[Records from an annotation dataset]
<<<<

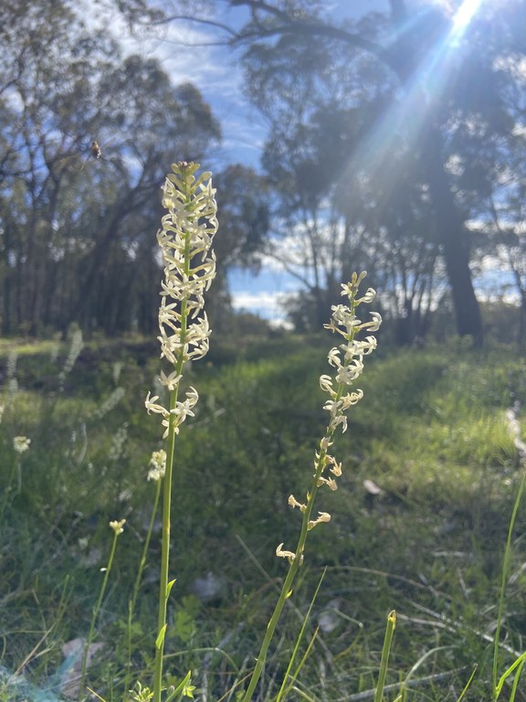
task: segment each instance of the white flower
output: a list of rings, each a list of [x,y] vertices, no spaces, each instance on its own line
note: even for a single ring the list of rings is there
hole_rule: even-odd
[[[16,436],[13,439],[13,448],[16,453],[24,453],[29,448],[31,439],[27,439],[26,436]]]
[[[115,536],[118,537],[120,534],[122,534],[124,529],[122,528],[124,525],[126,524],[126,519],[121,519],[119,522],[110,522],[110,526],[113,529],[115,532]]]
[[[154,451],[150,458],[150,470],[148,471],[148,480],[158,481],[164,477],[166,472],[166,452]]]
[[[309,521],[307,528],[313,529],[317,524],[323,524],[331,521],[331,515],[328,512],[318,512],[318,518]]]
[[[296,497],[294,497],[293,495],[290,495],[289,496],[289,505],[292,507],[292,509],[294,509],[294,507],[300,507],[300,512],[305,512],[305,510],[307,509],[307,505],[303,505],[302,503],[298,502],[298,500],[296,499]]]
[[[278,556],[280,558],[288,558],[289,563],[292,563],[292,561],[296,559],[295,553],[292,553],[292,551],[283,550],[282,543],[279,544],[279,546],[276,548],[276,556]],[[303,561],[303,556],[301,556],[300,561]]]

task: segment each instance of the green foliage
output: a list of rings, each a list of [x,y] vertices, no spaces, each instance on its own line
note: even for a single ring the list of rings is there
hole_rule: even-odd
[[[288,339],[284,346],[275,341],[264,347],[267,358],[256,361],[256,349],[245,348],[245,359],[223,356],[221,365],[195,368],[185,379],[199,387],[201,402],[176,454],[182,467],[173,519],[177,582],[166,665],[179,682],[192,668],[194,684],[199,688],[205,680],[212,698],[243,686],[274,602],[275,579],[283,575],[274,549],[297,533],[286,501],[308,484],[314,437],[326,421],[318,389],[326,347],[320,337]],[[128,624],[154,497],[145,475],[158,422],[144,417],[142,398],[155,352],[150,360],[139,342],[89,346],[59,392],[54,378],[60,362],[48,349],[32,350],[18,357],[18,393],[7,402],[5,388],[1,400],[6,404],[0,424],[2,495],[16,460],[13,437],[25,434],[32,442],[21,455],[21,491],[9,497],[0,532],[0,665],[15,671],[26,662],[24,673],[44,683],[61,663],[62,644],[86,636],[109,552],[108,522],[125,516],[94,635],[105,648],[88,668],[89,686],[110,700],[107,681],[115,680],[110,694],[120,700],[118,671],[129,666],[130,686],[149,682],[145,671],[156,636],[156,531]],[[58,358],[66,356],[65,347]],[[100,417],[97,409],[116,387],[117,362],[118,387],[126,392]],[[5,359],[0,363],[5,367]],[[45,390],[41,368],[48,377]],[[521,481],[504,411],[513,401],[526,402],[525,371],[523,360],[504,351],[481,356],[429,348],[372,361],[363,377],[365,397],[341,443],[343,477],[330,496],[332,522],[325,534],[311,534],[302,582],[284,612],[283,636],[269,652],[258,699],[279,692],[274,681],[282,679],[325,565],[312,628],[323,612],[331,623],[320,631],[294,681],[300,692],[291,698],[352,700],[374,689],[384,617],[393,608],[397,626],[386,695],[395,697],[399,679],[415,666],[406,700],[456,702],[478,663],[463,699],[490,698],[502,554]],[[110,460],[126,423],[123,452]],[[367,480],[381,492],[371,494]],[[518,657],[513,651],[521,653],[525,581],[515,548],[523,524],[521,506],[500,675]],[[201,602],[193,588],[208,572],[222,587]],[[308,640],[311,633],[306,632]],[[503,685],[500,698],[510,689]],[[515,700],[523,698],[519,688]]]

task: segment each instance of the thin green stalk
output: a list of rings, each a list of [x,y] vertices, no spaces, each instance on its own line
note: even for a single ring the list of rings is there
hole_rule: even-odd
[[[155,481],[155,497],[153,498],[153,507],[152,509],[152,516],[150,516],[150,522],[148,524],[146,538],[144,539],[144,546],[142,548],[142,553],[141,555],[141,562],[139,563],[139,569],[137,571],[137,577],[135,579],[135,584],[133,585],[133,592],[132,595],[132,601],[130,602],[130,607],[129,607],[131,615],[132,615],[133,612],[135,612],[135,605],[137,604],[137,597],[139,596],[141,580],[142,580],[142,572],[144,570],[144,566],[146,565],[146,558],[148,557],[148,551],[150,549],[150,542],[152,541],[152,534],[153,533],[155,516],[157,516],[157,509],[159,507],[159,498],[161,497],[161,485],[162,485],[162,480]]]
[[[153,499],[153,507],[152,509],[152,516],[150,516],[150,523],[148,524],[146,538],[144,539],[144,546],[142,547],[142,553],[141,555],[141,561],[139,563],[139,569],[137,570],[135,584],[133,585],[132,600],[128,604],[128,665],[126,668],[126,678],[124,681],[125,690],[127,690],[130,686],[130,674],[132,670],[132,620],[133,619],[133,613],[135,612],[135,605],[137,604],[139,589],[141,587],[141,581],[142,580],[142,572],[144,570],[144,566],[146,565],[146,558],[148,557],[148,551],[150,549],[152,534],[153,533],[155,516],[157,516],[157,509],[159,507],[159,499],[161,497],[161,486],[162,486],[162,480],[161,479],[156,480],[155,481],[155,497]]]
[[[499,646],[500,644],[500,629],[502,628],[502,620],[504,618],[504,606],[506,597],[506,583],[508,582],[508,575],[510,572],[510,563],[511,560],[511,539],[513,537],[513,528],[515,526],[515,519],[517,518],[517,513],[519,511],[519,505],[522,497],[524,487],[526,486],[526,473],[522,475],[521,481],[521,486],[515,498],[513,505],[513,510],[511,512],[511,517],[510,519],[510,526],[508,528],[508,537],[506,539],[506,548],[504,549],[504,558],[502,561],[502,578],[500,580],[500,590],[499,592],[499,609],[497,612],[497,628],[495,629],[495,638],[493,640],[493,699],[496,700],[499,697],[500,690],[497,682],[498,669],[499,669]]]
[[[292,687],[294,681],[300,675],[300,671],[303,667],[303,665],[305,661],[307,660],[307,656],[309,655],[310,649],[312,647],[312,644],[314,644],[314,639],[316,638],[316,635],[318,633],[318,629],[314,632],[314,635],[312,636],[310,642],[309,643],[309,645],[307,646],[307,651],[305,652],[305,654],[303,655],[301,661],[300,662],[300,665],[296,668],[296,671],[292,675],[290,675],[290,671],[292,670],[292,666],[294,665],[294,661],[296,660],[296,655],[298,654],[298,651],[300,650],[300,644],[303,639],[303,636],[305,635],[305,631],[307,629],[307,622],[309,622],[309,619],[310,618],[310,612],[312,612],[312,607],[314,606],[314,602],[316,601],[316,598],[318,597],[318,592],[320,591],[320,588],[321,587],[321,583],[323,582],[323,579],[325,578],[325,573],[327,572],[327,569],[323,569],[323,572],[321,573],[321,577],[320,578],[320,580],[318,582],[318,585],[316,587],[316,590],[314,591],[314,595],[312,597],[312,600],[310,601],[310,604],[309,605],[309,609],[303,617],[303,623],[301,624],[301,630],[300,632],[300,634],[296,640],[296,644],[294,644],[294,650],[292,652],[292,655],[290,656],[290,660],[289,661],[289,665],[287,666],[287,670],[285,672],[285,675],[283,676],[283,682],[281,683],[281,687],[279,688],[279,692],[278,693],[278,697],[276,697],[276,702],[280,702],[280,700],[285,699],[288,693],[290,691],[290,688]],[[289,678],[292,677],[292,682],[289,683]]]
[[[82,654],[82,665],[80,667],[80,685],[79,686],[79,697],[80,697],[81,692],[84,687],[84,681],[86,679],[86,668],[88,666],[88,655],[89,654],[89,646],[91,645],[91,642],[93,641],[95,624],[97,622],[97,619],[99,618],[99,612],[100,612],[100,607],[102,606],[102,600],[104,599],[104,594],[106,592],[106,588],[108,586],[110,572],[111,570],[111,566],[113,565],[113,558],[115,558],[115,550],[117,548],[117,538],[119,537],[119,535],[122,532],[122,525],[124,524],[124,521],[125,520],[122,520],[121,522],[110,522],[110,526],[113,529],[113,541],[111,543],[111,550],[110,551],[110,558],[108,558],[108,565],[106,566],[106,569],[104,570],[104,580],[102,580],[102,585],[100,587],[100,591],[99,593],[99,599],[97,600],[97,604],[93,608],[93,614],[91,616],[91,623],[89,624],[89,633],[88,634],[88,640],[86,641],[86,644],[84,645],[84,652]]]
[[[191,197],[191,188],[188,182],[185,181],[186,201],[189,203]],[[191,207],[188,204],[188,209]],[[184,275],[190,277],[191,264],[191,242],[190,236],[186,233],[184,241]],[[184,342],[186,340],[186,331],[188,328],[188,300],[184,298],[181,302],[181,328],[179,330],[179,339],[181,342],[181,351],[177,356],[175,364],[175,372],[179,376],[183,372],[184,365]],[[179,394],[179,383],[170,392],[170,411],[177,406],[177,398]],[[166,471],[163,481],[163,527],[162,527],[162,546],[161,546],[161,582],[159,586],[159,612],[157,617],[157,639],[155,641],[155,662],[153,668],[153,702],[161,702],[161,693],[163,691],[163,655],[164,654],[164,636],[166,633],[166,612],[168,605],[168,597],[174,580],[168,581],[168,573],[170,567],[170,526],[172,511],[172,488],[174,474],[174,455],[175,448],[175,436],[177,427],[170,421],[168,428],[168,441],[166,447]]]
[[[387,615],[387,626],[385,628],[385,636],[384,638],[384,648],[382,649],[382,659],[380,661],[380,671],[378,673],[378,685],[374,692],[374,702],[382,702],[384,698],[384,688],[385,686],[385,677],[387,675],[387,665],[389,664],[389,654],[391,653],[391,644],[393,643],[393,634],[396,626],[396,612],[394,610]]]
[[[310,491],[309,493],[310,497],[307,502],[306,509],[303,512],[303,519],[301,521],[301,530],[300,532],[300,537],[298,539],[298,546],[296,547],[296,551],[294,553],[294,558],[292,559],[292,562],[289,566],[289,572],[287,573],[287,577],[285,578],[285,582],[283,583],[281,591],[279,592],[279,596],[278,598],[278,601],[276,602],[276,606],[274,608],[274,612],[272,612],[272,616],[270,617],[270,620],[268,621],[268,624],[267,625],[267,631],[265,632],[265,636],[261,644],[261,648],[259,649],[259,654],[256,660],[254,672],[252,673],[252,677],[250,678],[250,683],[248,684],[247,692],[243,697],[243,702],[249,702],[252,695],[254,694],[256,686],[258,685],[259,677],[261,676],[261,673],[263,672],[263,667],[267,660],[267,654],[268,653],[268,647],[274,636],[274,632],[276,631],[276,627],[278,625],[278,622],[279,621],[279,617],[281,616],[281,612],[283,612],[283,607],[285,606],[285,602],[292,593],[292,590],[291,590],[292,585],[294,583],[294,580],[296,580],[296,575],[298,573],[298,569],[300,569],[300,566],[301,565],[303,553],[305,551],[305,542],[307,541],[307,534],[309,533],[309,521],[310,519],[310,515],[312,513],[312,509],[314,506],[316,494],[318,493],[319,478],[321,475],[321,473],[323,472],[323,468],[325,466],[325,455],[326,455],[325,452],[321,451],[320,452],[320,458],[316,463],[316,471],[314,473],[314,477],[312,479]]]
[[[261,676],[270,642],[274,636],[278,622],[283,611],[283,607],[285,606],[285,601],[291,594],[292,585],[298,573],[298,569],[303,559],[307,534],[310,528],[313,528],[320,522],[327,522],[331,519],[331,516],[327,513],[320,513],[318,519],[310,519],[320,486],[329,484],[331,489],[335,489],[336,487],[335,481],[332,477],[328,479],[323,475],[325,468],[327,466],[331,466],[330,471],[335,476],[340,475],[342,473],[341,464],[338,464],[334,457],[328,453],[328,450],[332,444],[332,438],[336,428],[341,427],[342,431],[344,431],[347,427],[347,419],[345,417],[346,410],[352,405],[356,404],[363,394],[362,390],[349,393],[347,387],[352,386],[353,380],[361,375],[363,368],[363,364],[362,362],[363,355],[370,354],[376,347],[376,339],[373,336],[368,336],[364,341],[355,341],[355,335],[357,332],[364,329],[376,331],[382,322],[382,318],[378,313],[371,313],[373,321],[364,323],[362,323],[361,320],[357,319],[354,314],[359,304],[362,303],[370,303],[374,299],[375,292],[372,288],[369,288],[363,297],[357,297],[360,283],[365,275],[366,273],[364,271],[359,275],[353,273],[351,282],[342,286],[342,294],[347,296],[349,306],[342,304],[334,305],[332,307],[332,318],[328,324],[325,324],[327,329],[339,334],[345,341],[345,344],[340,345],[338,347],[333,347],[328,356],[330,365],[332,367],[337,368],[334,378],[336,382],[335,388],[332,386],[332,378],[327,375],[322,375],[320,378],[321,389],[327,392],[330,396],[330,400],[325,403],[324,409],[330,411],[331,421],[327,426],[325,435],[320,441],[319,450],[316,452],[314,476],[310,484],[310,489],[307,493],[306,503],[301,504],[298,502],[293,495],[290,495],[289,498],[289,504],[292,507],[299,507],[303,515],[300,537],[298,539],[296,550],[293,553],[283,550],[281,548],[283,546],[282,544],[279,545],[276,551],[278,556],[289,558],[289,572],[287,573],[285,582],[281,588],[274,612],[267,625],[267,631],[265,632],[261,648],[256,661],[254,672],[250,678],[248,687],[242,698],[242,702],[250,702],[259,677]],[[342,354],[342,357],[341,357],[341,354]]]
[[[178,364],[179,365],[179,364]],[[182,366],[182,362],[180,363]],[[180,368],[178,368],[180,372]],[[179,386],[170,393],[170,409],[177,402]],[[161,582],[159,585],[159,610],[157,617],[157,639],[155,641],[155,664],[153,668],[153,702],[161,702],[163,690],[163,654],[166,633],[166,611],[170,590],[174,581],[168,582],[170,567],[170,522],[172,510],[172,481],[174,473],[174,454],[175,448],[175,428],[170,426],[166,447],[166,472],[163,480],[163,526],[161,544]]]

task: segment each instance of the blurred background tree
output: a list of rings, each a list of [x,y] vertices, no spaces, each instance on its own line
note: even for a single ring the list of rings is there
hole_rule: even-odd
[[[99,5],[135,29],[198,22],[242,52],[268,132],[260,173],[216,174],[220,323],[228,270],[257,271],[263,254],[300,282],[289,302],[299,329],[320,328],[340,281],[362,268],[400,343],[448,309],[481,343],[474,279],[489,268],[510,271],[524,308],[524,0],[390,0],[354,19],[311,0]],[[97,27],[69,0],[0,10],[5,333],[73,321],[150,332],[167,153],[205,162],[220,139],[195,86]]]

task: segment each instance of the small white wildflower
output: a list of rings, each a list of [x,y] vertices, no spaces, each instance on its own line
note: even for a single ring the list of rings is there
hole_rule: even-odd
[[[342,294],[343,294],[343,292]],[[365,294],[363,297],[360,297],[358,300],[356,300],[356,304],[360,304],[361,303],[366,303],[367,304],[370,304],[372,302],[374,301],[375,297],[376,297],[376,291],[373,288],[367,288]]]
[[[29,448],[31,439],[27,439],[26,436],[16,436],[13,439],[13,448],[16,453],[24,453]]]
[[[166,471],[166,452],[163,449],[154,451],[150,458],[149,465],[148,480],[158,481],[163,478]]]
[[[122,534],[124,531],[123,526],[126,524],[126,519],[121,519],[121,521],[117,522],[110,522],[110,528],[113,529],[115,532],[115,536],[118,537],[120,534]]]
[[[286,551],[283,549],[283,544],[279,544],[279,546],[276,548],[276,556],[278,556],[280,558],[288,558],[289,563],[292,563],[292,561],[296,558],[296,554],[292,553],[292,551]]]
[[[296,499],[296,497],[294,497],[293,495],[290,495],[289,496],[289,505],[292,507],[292,509],[294,509],[294,507],[299,507],[300,512],[305,512],[305,510],[307,509],[307,505],[303,505],[302,503],[298,502],[298,500]]]
[[[334,491],[338,489],[338,484],[334,478],[324,478],[322,475],[321,475],[318,478],[318,484],[319,485],[327,485],[331,490]]]
[[[330,521],[331,515],[328,512],[318,512],[318,518],[310,520],[307,528],[310,531],[317,524],[324,524]]]
[[[159,380],[162,385],[172,391],[174,390],[175,388],[179,385],[182,378],[183,376],[181,374],[178,375],[175,371],[170,373],[168,376],[166,376],[163,371],[161,371]]]

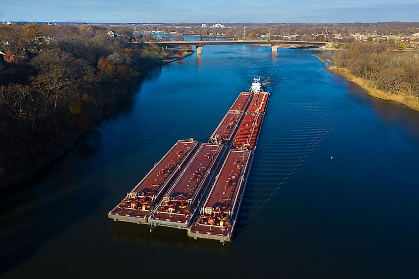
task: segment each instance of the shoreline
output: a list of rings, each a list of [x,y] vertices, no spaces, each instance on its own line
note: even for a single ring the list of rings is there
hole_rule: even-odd
[[[362,88],[367,95],[381,100],[398,103],[412,110],[419,111],[419,98],[403,94],[395,95],[386,92],[375,87],[371,87],[368,85],[370,81],[355,76],[346,68],[340,68],[334,66],[333,63],[329,63],[326,61],[326,58],[321,56],[322,55],[314,55],[313,56],[325,63],[326,70],[345,78],[349,81],[353,82]],[[330,58],[330,57],[328,58]]]
[[[168,59],[162,59],[162,62],[158,66],[156,66],[155,68],[153,68],[153,69],[157,68],[159,67],[161,67],[175,61],[183,59],[194,53],[195,52],[192,50],[188,50],[185,52],[184,55],[181,56],[170,58]],[[138,84],[143,79],[144,77],[142,77],[138,79],[133,80],[132,82],[128,84],[126,88],[125,88],[126,92],[121,95],[120,98],[116,101],[117,104],[122,101],[123,99],[126,98],[128,94],[130,94],[129,91],[132,90],[132,88],[135,86],[136,84]],[[33,168],[31,169],[27,169],[19,172],[16,172],[9,176],[4,181],[1,181],[1,185],[0,185],[0,190],[6,191],[7,190],[13,189],[14,187],[18,189],[20,188],[21,186],[24,185],[25,181],[27,181],[29,179],[33,178],[38,179],[39,177],[38,175],[41,175],[44,173],[44,171],[49,169],[50,167],[52,167],[55,162],[58,162],[58,160],[60,160],[69,152],[71,151],[74,148],[77,142],[82,138],[83,135],[89,129],[101,124],[104,121],[109,119],[110,117],[109,115],[105,115],[102,119],[94,121],[93,123],[84,127],[79,129],[77,131],[74,131],[74,133],[70,136],[66,143],[62,145],[61,148],[57,148],[56,152],[54,154],[51,154],[52,156],[51,157],[49,158],[46,157],[43,159],[42,160],[43,162],[41,164],[38,165],[37,166],[34,166]]]

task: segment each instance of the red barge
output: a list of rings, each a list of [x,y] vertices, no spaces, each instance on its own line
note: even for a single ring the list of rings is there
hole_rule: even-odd
[[[188,228],[214,176],[225,147],[204,143],[160,201],[148,222],[155,225]]]
[[[223,120],[211,135],[211,142],[228,143],[230,142],[252,99],[252,95],[249,92],[241,92],[239,94]]]
[[[188,236],[222,242],[232,240],[252,155],[247,150],[230,150]]]
[[[260,78],[249,90],[253,98],[237,129],[231,149],[200,209],[200,215],[188,230],[194,239],[231,241],[251,167],[259,132],[269,99]]]
[[[254,78],[209,143],[178,141],[108,217],[187,229],[194,239],[231,241],[269,98],[260,78]]]
[[[197,141],[178,141],[108,217],[116,221],[148,223],[147,217],[198,145]]]

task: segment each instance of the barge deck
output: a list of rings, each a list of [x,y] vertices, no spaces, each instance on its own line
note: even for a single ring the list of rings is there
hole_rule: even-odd
[[[230,150],[188,236],[232,240],[252,155],[250,151]]]
[[[188,228],[216,172],[225,147],[204,143],[150,215],[154,225]]]
[[[180,140],[108,214],[117,221],[147,223],[147,217],[186,165],[198,142]]]

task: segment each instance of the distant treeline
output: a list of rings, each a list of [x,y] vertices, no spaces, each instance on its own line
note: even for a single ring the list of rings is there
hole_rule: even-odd
[[[0,186],[62,153],[161,63],[126,27],[0,25]]]
[[[197,24],[159,24],[161,31],[176,32],[184,35],[193,34],[207,36],[210,33],[224,33],[229,38],[243,38],[243,28],[245,27],[245,36],[249,34],[266,34],[276,36],[282,34],[295,34],[309,36],[319,34],[369,34],[381,35],[405,34],[409,35],[419,32],[418,22],[375,22],[343,23],[228,23],[226,28],[201,28]],[[145,32],[156,30],[156,24],[141,24],[135,26],[138,31]],[[191,32],[193,31],[193,32]],[[305,38],[301,38],[304,40]]]
[[[388,45],[348,45],[332,57],[338,67],[368,81],[371,87],[395,95],[419,97],[419,59],[413,52],[395,52]]]

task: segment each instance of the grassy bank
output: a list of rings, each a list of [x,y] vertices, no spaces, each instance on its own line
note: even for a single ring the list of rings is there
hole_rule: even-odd
[[[195,52],[191,50],[187,50],[183,51],[183,54],[181,56],[176,55],[172,56],[169,56],[165,58],[165,59],[163,59],[162,60],[162,62],[163,63],[162,65],[166,65],[166,64],[169,64],[171,62],[177,61],[178,60],[180,60],[181,59],[185,58],[194,54]]]
[[[392,94],[377,88],[373,82],[356,76],[351,73],[348,69],[338,67],[334,65],[333,63],[327,62],[326,60],[327,58],[330,59],[333,62],[332,55],[318,55],[314,56],[326,64],[327,70],[336,73],[356,84],[364,89],[365,93],[368,95],[383,100],[397,102],[412,110],[419,111],[419,98],[408,96],[403,93],[400,93],[398,95]]]

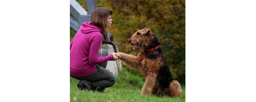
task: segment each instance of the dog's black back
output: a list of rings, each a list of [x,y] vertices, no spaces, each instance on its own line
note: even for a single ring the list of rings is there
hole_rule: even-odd
[[[153,33],[153,40],[150,44],[146,48],[146,49],[150,49],[155,48],[160,45],[160,43],[155,34]],[[144,50],[144,52],[146,57],[150,59],[155,59],[157,58],[161,57],[163,61],[164,64],[161,67],[156,78],[156,81],[158,82],[161,88],[168,87],[170,83],[174,80],[169,69],[168,66],[165,60],[165,58],[160,47],[153,51],[147,51]]]

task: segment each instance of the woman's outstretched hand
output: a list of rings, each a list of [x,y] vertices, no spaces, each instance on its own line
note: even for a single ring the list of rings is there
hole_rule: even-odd
[[[113,57],[114,57],[114,58],[113,58],[113,60],[116,60],[117,59],[119,59],[119,58],[117,57],[117,56],[116,56],[116,54],[117,54],[117,53],[111,53],[112,55],[113,55]]]

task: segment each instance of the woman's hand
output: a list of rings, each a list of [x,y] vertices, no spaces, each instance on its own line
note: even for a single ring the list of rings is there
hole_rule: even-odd
[[[116,54],[117,54],[117,53],[111,53],[112,55],[113,55],[113,60],[116,60],[117,59],[119,59],[119,58],[117,57],[117,56],[116,56]]]

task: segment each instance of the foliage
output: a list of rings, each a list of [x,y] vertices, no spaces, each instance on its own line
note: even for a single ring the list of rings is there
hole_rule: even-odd
[[[86,9],[85,1],[77,0]],[[118,45],[119,52],[137,55],[128,41],[137,30],[149,29],[159,39],[174,79],[185,83],[185,1],[149,1],[98,0],[97,3],[113,11],[109,30],[116,42],[124,43]]]
[[[70,102],[185,102],[185,86],[182,85],[181,98],[166,96],[140,96],[144,84],[142,78],[134,75],[125,68],[120,71],[116,83],[106,88],[104,93],[80,91],[76,87],[79,80],[70,78]]]

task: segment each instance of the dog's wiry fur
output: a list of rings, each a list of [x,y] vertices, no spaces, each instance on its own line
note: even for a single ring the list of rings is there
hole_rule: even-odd
[[[155,34],[145,28],[138,30],[129,40],[140,53],[137,56],[122,53],[116,54],[127,66],[135,69],[140,68],[145,79],[142,95],[165,95],[180,97],[182,91],[180,83],[174,80],[160,47],[151,51],[160,44]]]

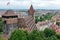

>>>>

- _The exercise_
Identify each line of the material above that contains the string "barge", and copy those lines.

- _Finished task_
task: segment each instance of the red barge
task: segment each instance of the barge deck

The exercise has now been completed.